● TASK PROMPT: Extend the article on business rates in the Spring Budget, picking up right after its final sentence.

● TEXT PROVIDED:
#####

Wednesday 08 March 2017

Whilst the Chancellor, Philip Hammond tried to make light of the Spring Budget with countless jokes and jibes at the opposition, his announcement concerning business rates is no laughing matter.

In February it was announced that business rates would be revised in order to offer lower bills to businesses across the country, that accurately reflect changes in their local property market.

Coming into force in England on 1 April, nearly three-quarters of businesses will see no change or a fall in their bills.

Philip Hammond announced during the presentation of the Spring Budget that in addition to the £3.6 billion transitional relief which was announced in November 2016, the Government will provide £435 million of further support for businesses facing significant increases in bills. 

As part of the £6.7 billion package of business rates cuts over the next 5 years, 600,000 businesses across the country with a rateable value of £12,000 and below will receive 100% relief and will pay no business rates at all. Eligible properties with a rateable value between £12,000 and £15,000 will also benefit from business rates relief, offering significant reductions on their business rates bills.

Small Business Rate Relief will be permanently doubled however support will be available for smaller businesses that will no longer receive relief and local authorities will receive around £300 million over the next three years to provide discretionary support to individual hard cases in their local area.

#####

(Bounding box annotation entries)

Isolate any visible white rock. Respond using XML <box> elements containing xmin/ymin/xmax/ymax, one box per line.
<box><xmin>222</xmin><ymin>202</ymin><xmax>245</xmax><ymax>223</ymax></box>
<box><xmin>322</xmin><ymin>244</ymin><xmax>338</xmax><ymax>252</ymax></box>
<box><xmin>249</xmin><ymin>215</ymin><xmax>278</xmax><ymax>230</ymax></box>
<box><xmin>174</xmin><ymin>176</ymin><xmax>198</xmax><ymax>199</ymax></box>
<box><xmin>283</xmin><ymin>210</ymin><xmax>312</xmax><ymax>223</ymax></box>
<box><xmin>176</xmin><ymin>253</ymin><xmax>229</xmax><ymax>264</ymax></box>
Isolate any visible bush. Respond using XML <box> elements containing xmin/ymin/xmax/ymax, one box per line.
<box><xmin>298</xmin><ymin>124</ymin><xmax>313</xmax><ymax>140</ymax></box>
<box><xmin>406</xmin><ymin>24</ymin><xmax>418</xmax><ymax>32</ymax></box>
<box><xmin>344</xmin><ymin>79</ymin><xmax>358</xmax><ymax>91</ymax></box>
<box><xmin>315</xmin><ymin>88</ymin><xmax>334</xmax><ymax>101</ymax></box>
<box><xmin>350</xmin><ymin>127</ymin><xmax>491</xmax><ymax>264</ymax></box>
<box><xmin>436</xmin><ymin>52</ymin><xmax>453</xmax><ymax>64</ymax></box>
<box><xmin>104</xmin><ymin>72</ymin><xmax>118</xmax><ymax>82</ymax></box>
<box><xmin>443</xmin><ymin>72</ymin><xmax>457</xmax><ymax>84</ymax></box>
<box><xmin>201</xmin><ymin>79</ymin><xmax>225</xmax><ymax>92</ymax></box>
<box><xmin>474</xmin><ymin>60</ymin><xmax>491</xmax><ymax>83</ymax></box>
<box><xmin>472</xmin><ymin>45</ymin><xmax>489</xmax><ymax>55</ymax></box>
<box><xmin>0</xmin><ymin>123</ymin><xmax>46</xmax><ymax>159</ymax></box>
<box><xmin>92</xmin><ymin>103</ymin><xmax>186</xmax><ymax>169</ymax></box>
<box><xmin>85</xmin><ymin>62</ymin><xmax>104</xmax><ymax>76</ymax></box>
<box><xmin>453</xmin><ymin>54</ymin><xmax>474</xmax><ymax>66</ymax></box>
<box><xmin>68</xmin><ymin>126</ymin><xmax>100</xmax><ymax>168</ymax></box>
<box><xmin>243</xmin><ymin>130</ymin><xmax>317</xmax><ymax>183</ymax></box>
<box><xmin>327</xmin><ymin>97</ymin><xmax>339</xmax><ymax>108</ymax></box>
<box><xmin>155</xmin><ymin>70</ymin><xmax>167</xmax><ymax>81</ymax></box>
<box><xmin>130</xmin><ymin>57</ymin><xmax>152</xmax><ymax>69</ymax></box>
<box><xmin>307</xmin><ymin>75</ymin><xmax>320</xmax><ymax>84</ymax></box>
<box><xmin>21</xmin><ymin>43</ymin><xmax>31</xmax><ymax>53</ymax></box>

#####

● RESPONSE:
In addition, from April 2020 business rates will switch from being linked to the Retail Price Index (RPI) to the Consumer Price Index (CPI), saving businesses around £370 million in total from 2020-21.

According to the latest figures released by the Department for Communities and Local Government, bills across northern regions are due to fall by 10% before inflation and transitional relief – a fall of £600 million a year – while businesses in the Midlands Engine will see their bills fall by an average 5% – a fall of £230 million a year.

Communities Secretary Sajid Javid said:

"Our regions have huge economic potential, and can be a catalyst to driving economic growth across the country.

"The revaluation of business rates will help make sure bills are accurate, with nearly three-quarters of businesses seeing a fall, or no change. In fact, the generous reliefs we are introducing mean that 600,000 small businesses are paying no rates at all – something we’re making permanent so they never pay these bills again."

Commenting, Mark Hayward CEO NAEA Propertymark said:

“The support announced by the Chancellor for small businesses to help them cope with the business rate changes will help some, including the discretionary fund and cap on how much they will lose, but this doesn’t tackle issues such as the revaluation for small businesses in areas of high property prices.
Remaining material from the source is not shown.